Quoted passage:
- - - - - - -

The owner of a charter flight company in Virginia is accused of creating fake employees to secure $2.5 million in federal Payroll Protection Program loans intended for COVID relief – and using part of the money to buy a Cessna airplane and a Lexus.
A federal judge on Thursday ordered Didier Kindambu, 48, jailed before trial because the Congo national has two passports, a student pilot’s license and access to three small aircraft.
Kindambu is the owner of Papillon Air, which operates out of Leesburg Executive Airport. He faces a felony charge of bank fraud over the alleged scheme.
A conviction would mean up to 30 years in prison and a $1 million fine.
Didier Kindambu, CEO of Papillon Air in Leesburg, Va., is accused of defrauding the federal PPP loan program by inventing ‘fictitious’ employees, according to an IRS affidavit
A federal prosecutor argued Thursday that because Kindambu, 48, has a student pilot’s license, two passports, and access to three small planes, he poses a risk of fleeing the country before a trial. A judge agreed and ordered him jailed pre-trial.

- - - - - - -

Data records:

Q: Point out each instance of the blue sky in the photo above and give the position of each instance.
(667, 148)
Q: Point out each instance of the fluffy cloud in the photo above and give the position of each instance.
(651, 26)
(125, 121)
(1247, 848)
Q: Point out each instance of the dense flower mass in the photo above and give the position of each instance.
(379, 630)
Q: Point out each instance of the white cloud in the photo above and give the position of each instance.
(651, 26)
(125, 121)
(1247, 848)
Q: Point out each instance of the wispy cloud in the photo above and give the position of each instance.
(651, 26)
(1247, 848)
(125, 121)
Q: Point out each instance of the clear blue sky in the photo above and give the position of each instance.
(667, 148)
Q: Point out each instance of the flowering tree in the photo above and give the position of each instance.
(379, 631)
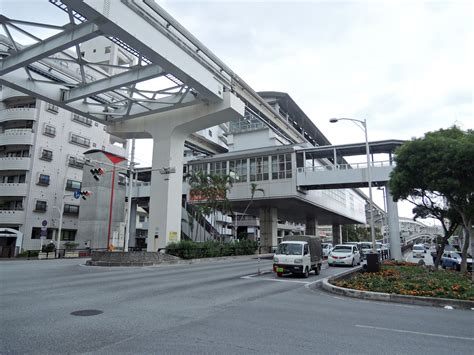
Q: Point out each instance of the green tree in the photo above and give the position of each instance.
(211, 190)
(436, 174)
(253, 190)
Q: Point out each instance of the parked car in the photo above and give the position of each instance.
(452, 260)
(344, 254)
(327, 247)
(419, 250)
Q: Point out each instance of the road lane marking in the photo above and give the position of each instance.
(252, 277)
(414, 332)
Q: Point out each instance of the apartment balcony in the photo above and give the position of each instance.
(12, 216)
(13, 114)
(13, 189)
(23, 136)
(15, 163)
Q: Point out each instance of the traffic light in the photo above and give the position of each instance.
(85, 194)
(97, 172)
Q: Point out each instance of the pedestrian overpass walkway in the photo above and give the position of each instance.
(337, 173)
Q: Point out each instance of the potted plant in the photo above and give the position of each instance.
(70, 250)
(48, 251)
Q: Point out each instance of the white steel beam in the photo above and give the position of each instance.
(121, 22)
(61, 41)
(114, 82)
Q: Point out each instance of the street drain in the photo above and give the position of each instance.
(86, 312)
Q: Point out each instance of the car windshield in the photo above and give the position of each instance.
(458, 255)
(290, 249)
(342, 249)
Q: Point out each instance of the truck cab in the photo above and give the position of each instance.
(298, 255)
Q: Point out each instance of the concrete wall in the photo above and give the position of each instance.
(94, 212)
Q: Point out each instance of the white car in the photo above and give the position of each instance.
(419, 250)
(344, 254)
(327, 247)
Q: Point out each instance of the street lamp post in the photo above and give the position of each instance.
(363, 125)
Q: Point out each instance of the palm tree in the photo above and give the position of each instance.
(211, 190)
(253, 190)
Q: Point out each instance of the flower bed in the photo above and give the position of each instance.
(405, 278)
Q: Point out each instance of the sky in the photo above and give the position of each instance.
(404, 66)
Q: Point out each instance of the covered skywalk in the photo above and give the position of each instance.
(306, 185)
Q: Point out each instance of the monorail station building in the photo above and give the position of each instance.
(257, 155)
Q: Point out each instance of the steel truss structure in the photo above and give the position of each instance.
(169, 69)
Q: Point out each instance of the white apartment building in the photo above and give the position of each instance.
(41, 165)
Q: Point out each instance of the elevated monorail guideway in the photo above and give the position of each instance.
(172, 87)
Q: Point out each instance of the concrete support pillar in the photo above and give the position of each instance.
(169, 130)
(393, 226)
(268, 227)
(336, 234)
(133, 224)
(311, 226)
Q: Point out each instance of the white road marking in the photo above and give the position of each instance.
(276, 280)
(413, 332)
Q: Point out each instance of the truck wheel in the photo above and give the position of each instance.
(306, 273)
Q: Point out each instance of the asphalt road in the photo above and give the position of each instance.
(216, 307)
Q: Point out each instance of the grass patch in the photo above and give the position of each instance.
(414, 280)
(191, 250)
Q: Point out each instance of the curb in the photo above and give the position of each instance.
(177, 261)
(392, 297)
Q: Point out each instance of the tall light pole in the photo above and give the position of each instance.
(363, 125)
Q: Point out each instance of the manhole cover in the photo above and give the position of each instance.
(86, 312)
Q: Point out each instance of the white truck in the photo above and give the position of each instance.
(298, 254)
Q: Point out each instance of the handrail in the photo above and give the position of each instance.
(375, 164)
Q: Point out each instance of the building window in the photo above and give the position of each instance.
(73, 185)
(68, 235)
(36, 233)
(43, 180)
(52, 108)
(281, 166)
(76, 162)
(82, 120)
(72, 210)
(49, 130)
(259, 169)
(41, 206)
(46, 155)
(218, 168)
(75, 139)
(238, 170)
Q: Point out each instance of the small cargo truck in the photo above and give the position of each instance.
(298, 254)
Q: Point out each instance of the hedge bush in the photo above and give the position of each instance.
(187, 249)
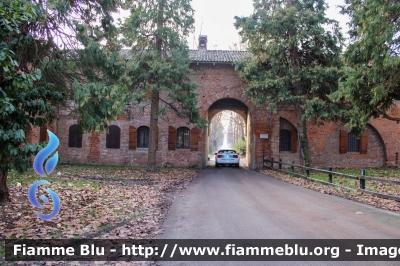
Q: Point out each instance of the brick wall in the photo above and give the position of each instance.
(217, 82)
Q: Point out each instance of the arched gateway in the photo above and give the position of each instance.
(220, 88)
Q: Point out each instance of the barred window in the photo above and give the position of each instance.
(74, 137)
(353, 144)
(183, 138)
(143, 137)
(285, 140)
(113, 137)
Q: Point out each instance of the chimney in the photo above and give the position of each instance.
(202, 43)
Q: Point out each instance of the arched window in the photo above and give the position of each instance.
(183, 138)
(113, 137)
(285, 140)
(353, 144)
(143, 137)
(74, 137)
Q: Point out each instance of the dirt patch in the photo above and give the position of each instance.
(96, 203)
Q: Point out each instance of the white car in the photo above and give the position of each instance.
(226, 156)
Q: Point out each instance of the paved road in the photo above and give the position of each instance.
(228, 202)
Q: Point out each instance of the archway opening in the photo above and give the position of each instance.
(227, 131)
(229, 127)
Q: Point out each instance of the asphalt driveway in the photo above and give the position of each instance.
(230, 202)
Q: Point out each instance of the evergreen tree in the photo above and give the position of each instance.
(46, 47)
(24, 97)
(372, 85)
(156, 33)
(296, 59)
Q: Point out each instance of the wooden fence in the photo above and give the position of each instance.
(362, 177)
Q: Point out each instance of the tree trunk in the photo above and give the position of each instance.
(4, 192)
(152, 153)
(155, 99)
(305, 154)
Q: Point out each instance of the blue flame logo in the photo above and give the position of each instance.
(34, 201)
(44, 153)
(38, 167)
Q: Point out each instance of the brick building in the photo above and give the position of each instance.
(182, 144)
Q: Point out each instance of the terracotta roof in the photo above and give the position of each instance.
(211, 56)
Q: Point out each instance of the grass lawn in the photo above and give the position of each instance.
(96, 202)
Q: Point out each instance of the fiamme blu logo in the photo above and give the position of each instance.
(42, 171)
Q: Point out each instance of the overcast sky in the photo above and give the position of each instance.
(215, 19)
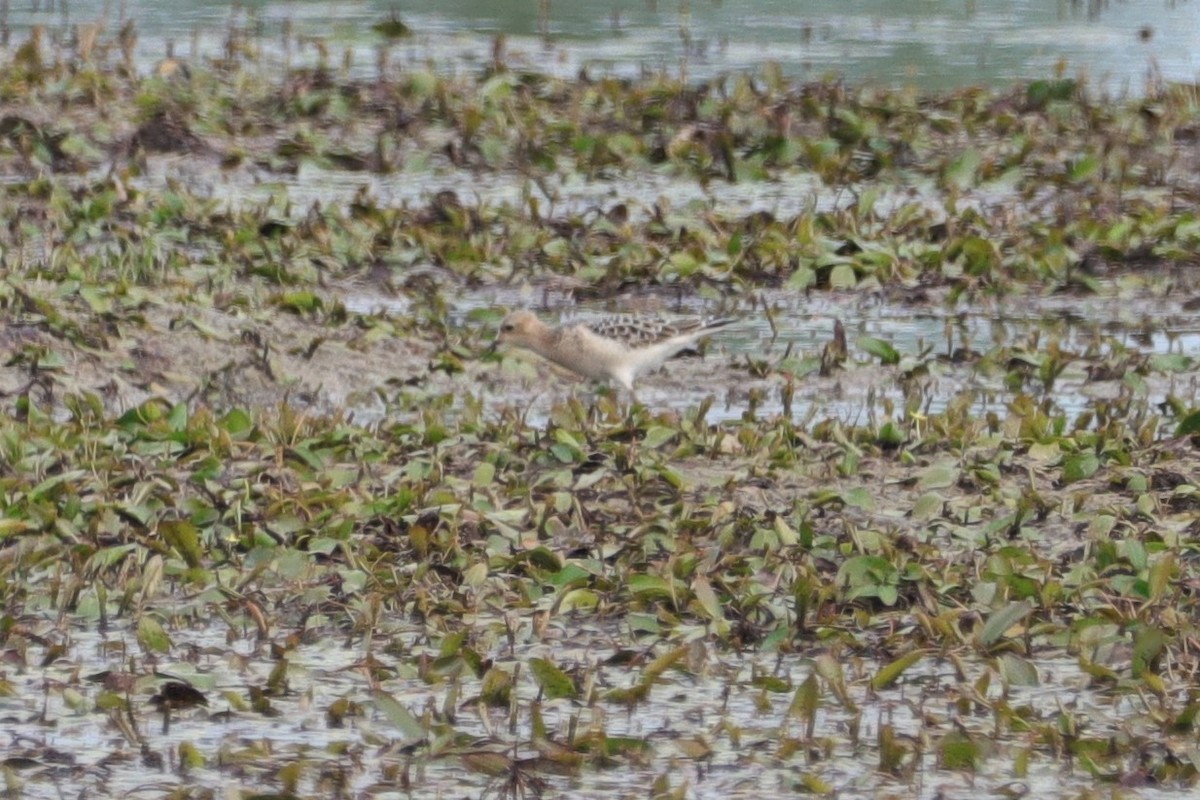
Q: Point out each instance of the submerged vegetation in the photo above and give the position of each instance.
(211, 572)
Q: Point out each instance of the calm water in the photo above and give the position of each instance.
(1119, 46)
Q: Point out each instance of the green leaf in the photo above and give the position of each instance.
(184, 537)
(1002, 620)
(150, 635)
(892, 672)
(658, 435)
(1079, 467)
(399, 715)
(553, 681)
(880, 349)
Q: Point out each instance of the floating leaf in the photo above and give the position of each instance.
(889, 673)
(1080, 467)
(880, 349)
(553, 681)
(1002, 620)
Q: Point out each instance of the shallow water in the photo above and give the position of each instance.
(715, 695)
(1123, 47)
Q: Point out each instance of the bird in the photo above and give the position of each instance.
(615, 349)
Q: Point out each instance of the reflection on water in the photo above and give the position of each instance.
(933, 46)
(927, 337)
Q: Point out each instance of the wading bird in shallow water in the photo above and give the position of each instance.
(617, 348)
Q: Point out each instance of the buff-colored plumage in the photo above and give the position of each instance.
(616, 348)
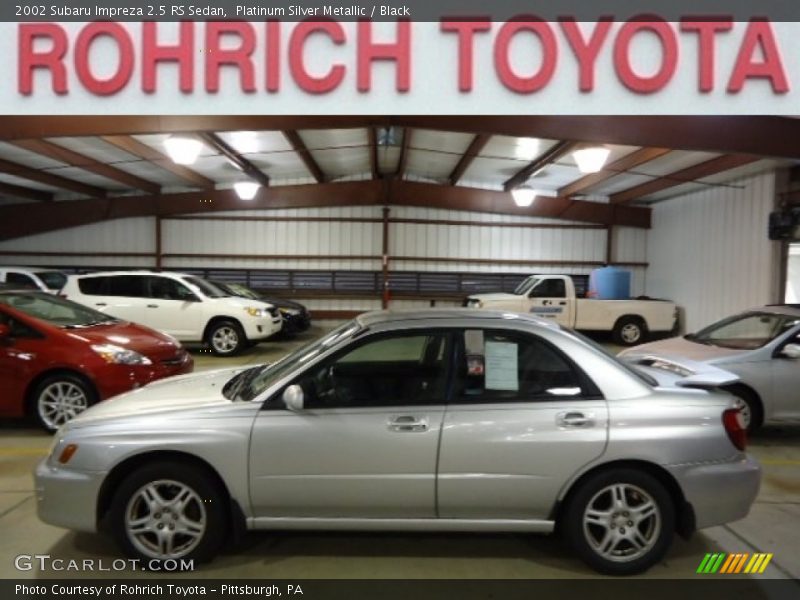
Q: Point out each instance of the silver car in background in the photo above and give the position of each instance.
(761, 346)
(449, 420)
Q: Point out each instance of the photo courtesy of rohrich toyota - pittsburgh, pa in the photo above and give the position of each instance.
(327, 300)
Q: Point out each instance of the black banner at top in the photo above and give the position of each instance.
(391, 10)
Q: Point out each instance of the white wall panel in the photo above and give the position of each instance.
(709, 251)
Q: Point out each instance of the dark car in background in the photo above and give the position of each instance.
(296, 318)
(57, 357)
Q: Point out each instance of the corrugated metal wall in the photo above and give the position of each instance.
(709, 251)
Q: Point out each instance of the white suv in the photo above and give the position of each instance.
(41, 278)
(186, 307)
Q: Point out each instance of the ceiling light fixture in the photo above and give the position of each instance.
(183, 150)
(524, 196)
(246, 190)
(591, 160)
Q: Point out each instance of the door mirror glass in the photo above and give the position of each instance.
(293, 398)
(791, 351)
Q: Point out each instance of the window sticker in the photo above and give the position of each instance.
(502, 371)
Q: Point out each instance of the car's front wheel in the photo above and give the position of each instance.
(620, 522)
(169, 511)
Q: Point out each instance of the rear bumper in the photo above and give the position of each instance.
(719, 493)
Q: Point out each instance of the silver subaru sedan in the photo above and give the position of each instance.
(446, 420)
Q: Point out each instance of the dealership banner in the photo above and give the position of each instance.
(223, 57)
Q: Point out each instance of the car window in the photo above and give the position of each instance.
(165, 288)
(400, 370)
(549, 288)
(21, 279)
(510, 366)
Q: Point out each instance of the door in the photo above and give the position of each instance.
(365, 444)
(548, 299)
(18, 363)
(522, 419)
(174, 309)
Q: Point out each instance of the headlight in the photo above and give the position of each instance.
(120, 356)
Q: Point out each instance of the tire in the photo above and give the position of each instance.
(611, 540)
(178, 510)
(60, 398)
(629, 331)
(226, 338)
(749, 407)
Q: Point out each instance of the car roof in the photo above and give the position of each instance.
(436, 314)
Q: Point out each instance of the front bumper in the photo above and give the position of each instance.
(719, 493)
(67, 498)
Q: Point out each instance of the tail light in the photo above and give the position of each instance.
(733, 427)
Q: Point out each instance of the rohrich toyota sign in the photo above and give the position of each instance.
(455, 64)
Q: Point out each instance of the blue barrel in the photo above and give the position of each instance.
(610, 283)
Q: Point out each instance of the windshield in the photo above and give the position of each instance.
(243, 291)
(526, 285)
(54, 280)
(209, 289)
(747, 331)
(249, 384)
(55, 310)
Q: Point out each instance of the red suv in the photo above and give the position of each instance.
(57, 357)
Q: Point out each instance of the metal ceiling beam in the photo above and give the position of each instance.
(47, 178)
(87, 163)
(688, 175)
(236, 159)
(473, 150)
(549, 157)
(757, 135)
(22, 192)
(630, 161)
(299, 146)
(20, 220)
(133, 146)
(373, 153)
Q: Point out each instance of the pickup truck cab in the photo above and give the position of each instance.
(553, 297)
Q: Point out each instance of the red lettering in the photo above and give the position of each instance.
(51, 59)
(586, 51)
(635, 82)
(706, 32)
(502, 60)
(759, 35)
(465, 30)
(399, 51)
(83, 45)
(181, 53)
(239, 56)
(273, 64)
(315, 84)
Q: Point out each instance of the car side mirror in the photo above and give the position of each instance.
(790, 351)
(293, 398)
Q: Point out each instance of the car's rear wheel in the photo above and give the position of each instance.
(226, 338)
(169, 511)
(59, 398)
(620, 522)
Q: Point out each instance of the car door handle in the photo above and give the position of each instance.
(574, 419)
(407, 424)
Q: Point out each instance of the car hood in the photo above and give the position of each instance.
(131, 336)
(198, 390)
(681, 347)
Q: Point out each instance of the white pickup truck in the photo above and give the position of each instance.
(554, 297)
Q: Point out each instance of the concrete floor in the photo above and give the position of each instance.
(772, 526)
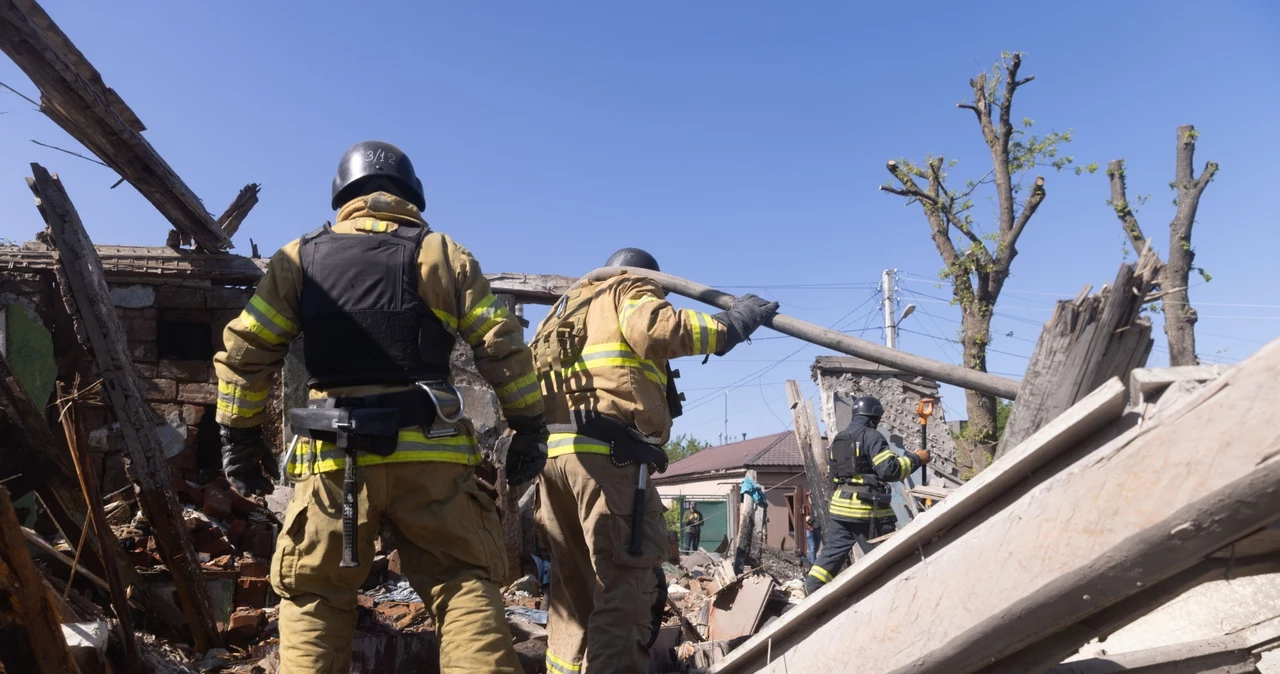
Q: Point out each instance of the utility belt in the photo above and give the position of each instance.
(371, 422)
(626, 444)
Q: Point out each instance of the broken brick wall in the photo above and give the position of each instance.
(842, 379)
(173, 333)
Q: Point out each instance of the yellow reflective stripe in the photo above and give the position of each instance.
(266, 322)
(561, 444)
(242, 393)
(240, 402)
(560, 665)
(411, 445)
(370, 224)
(447, 319)
(819, 573)
(615, 354)
(883, 457)
(698, 328)
(481, 319)
(630, 306)
(520, 393)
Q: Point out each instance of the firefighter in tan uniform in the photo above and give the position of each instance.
(602, 360)
(380, 298)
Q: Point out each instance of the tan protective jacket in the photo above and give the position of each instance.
(451, 283)
(603, 348)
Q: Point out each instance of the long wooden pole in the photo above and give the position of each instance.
(94, 503)
(917, 365)
(97, 326)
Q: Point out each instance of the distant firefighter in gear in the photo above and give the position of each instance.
(602, 358)
(862, 467)
(380, 298)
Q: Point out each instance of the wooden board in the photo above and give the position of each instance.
(736, 614)
(1125, 509)
(1087, 342)
(31, 640)
(1083, 420)
(72, 95)
(97, 326)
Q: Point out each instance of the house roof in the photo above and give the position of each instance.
(768, 450)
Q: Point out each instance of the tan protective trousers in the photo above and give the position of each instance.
(599, 619)
(451, 551)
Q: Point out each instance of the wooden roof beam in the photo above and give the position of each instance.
(72, 94)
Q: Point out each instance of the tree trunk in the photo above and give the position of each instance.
(1179, 315)
(981, 407)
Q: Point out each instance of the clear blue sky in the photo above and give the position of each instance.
(740, 142)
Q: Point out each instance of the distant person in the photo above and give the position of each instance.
(693, 527)
(862, 467)
(382, 298)
(602, 358)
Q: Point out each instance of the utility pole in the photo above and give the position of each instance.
(725, 438)
(890, 312)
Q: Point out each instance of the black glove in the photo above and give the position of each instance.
(528, 452)
(746, 313)
(247, 462)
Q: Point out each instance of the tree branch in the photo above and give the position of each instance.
(1120, 203)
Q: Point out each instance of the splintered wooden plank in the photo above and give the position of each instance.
(31, 640)
(72, 95)
(97, 326)
(736, 614)
(1125, 509)
(1087, 342)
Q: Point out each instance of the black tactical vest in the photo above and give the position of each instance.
(848, 455)
(362, 316)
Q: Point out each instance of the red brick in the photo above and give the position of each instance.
(176, 297)
(160, 389)
(252, 568)
(236, 531)
(202, 394)
(242, 505)
(144, 351)
(192, 415)
(228, 298)
(245, 627)
(140, 329)
(184, 370)
(211, 542)
(251, 592)
(218, 504)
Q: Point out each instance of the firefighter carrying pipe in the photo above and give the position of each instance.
(831, 339)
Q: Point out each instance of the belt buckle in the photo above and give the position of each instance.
(435, 400)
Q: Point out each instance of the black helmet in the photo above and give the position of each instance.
(632, 257)
(376, 166)
(868, 407)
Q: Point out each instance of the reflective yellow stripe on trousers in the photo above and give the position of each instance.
(412, 445)
(561, 444)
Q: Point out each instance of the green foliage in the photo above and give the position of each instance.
(1002, 409)
(684, 445)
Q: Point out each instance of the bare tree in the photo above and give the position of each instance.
(1174, 275)
(977, 271)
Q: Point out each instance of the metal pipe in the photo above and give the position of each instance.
(831, 339)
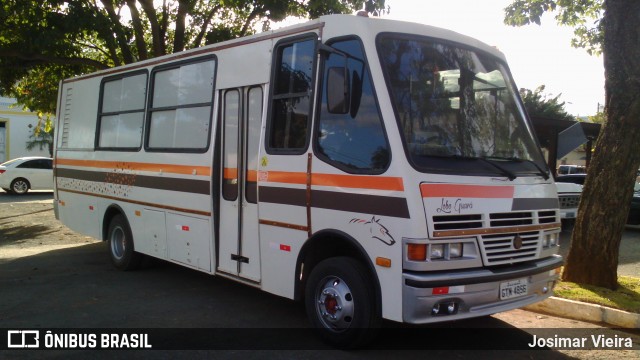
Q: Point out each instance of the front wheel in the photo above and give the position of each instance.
(120, 242)
(20, 186)
(341, 303)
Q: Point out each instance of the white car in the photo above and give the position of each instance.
(569, 197)
(28, 173)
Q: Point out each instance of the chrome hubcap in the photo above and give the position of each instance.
(118, 243)
(335, 305)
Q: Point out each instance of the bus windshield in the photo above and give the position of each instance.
(452, 102)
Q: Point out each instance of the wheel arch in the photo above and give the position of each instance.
(331, 243)
(109, 214)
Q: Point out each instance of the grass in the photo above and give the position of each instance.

- - - - - - -

Requirement A:
Translate this sentence from the article on the PPP loan fraud charge into Spanish: "A conviction would mean up to 30 years in prison and a $1 million fine."
Requirement B:
Print the part of the article on the PPP loan fraud charge from "A federal judge" up to and including "him jailed pre-trial.".
Requirement C:
Answer these questions using the article on the PPP loan fraud charge:
(i) Out of which airport does Papillon Air operate?
(ii) What two purchases is Kindambu accused of making with part of the loan money?
(iii) What charge does Kindambu face?

Response area A:
Una condena supondría hasta 30 años de prisión y una multa de 1 millón de dólares.

Response area B:
A federal judge on Thursday ordered Didier Kindambu, 48, jailed before trial because the Congo national has two passports, a student pilot’s license and access to three small aircraft.
Kindambu is the owner of Papillon Air, which operates out of Leesburg Executive Airport. He faces a felony charge of bank fraud over the alleged scheme.
A conviction would mean up to 30 years in prison and a $1 million fine.
Didier Kindambu, CEO of Papillon Air in Leesburg, Va., is accused of defrauding the federal PPP loan program by inventing ‘fictitious’ employees, according to an IRS affidavit
A federal prosecutor argued Thursday that because Kindambu, 48, has a student pilot’s license, two passports, and access to three small planes, he poses a risk of fleeing the country before a trial. A judge agreed and ordered him jailed pre-trial.

Response area C:
(i) Papillon Air operates out of Leesburg Executive Airport.
(ii) He is accused of buying a Cessna airplane and a Lexus.
(iii) He faces a felony charge of bank fraud.